— START OF ROWS —
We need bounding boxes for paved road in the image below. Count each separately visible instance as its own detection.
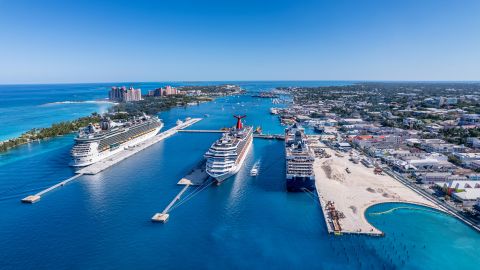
[383,167,480,231]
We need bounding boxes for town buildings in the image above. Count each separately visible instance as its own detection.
[108,86,142,102]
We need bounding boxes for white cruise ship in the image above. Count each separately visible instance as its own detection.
[285,124,315,191]
[70,114,163,167]
[205,116,253,183]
— END OF ROWS —
**WRITTEN TASK**
Rewrite these records with every occurrence of "bounding boxes" changed to "outlines" and everything else left as is. Omit the pictures from your answer.

**TASK SOLUTION**
We need outlines for paved road in the image below. Count each separately visible instance as its own detection.
[383,167,480,231]
We need outlines for town buildings in the image above. Count each separately visible instance as its own detection.
[108,86,142,102]
We need outlines for white cruise ship in the image above. Count each separately visible instance as its own detection.
[285,124,315,191]
[70,114,163,167]
[205,116,253,183]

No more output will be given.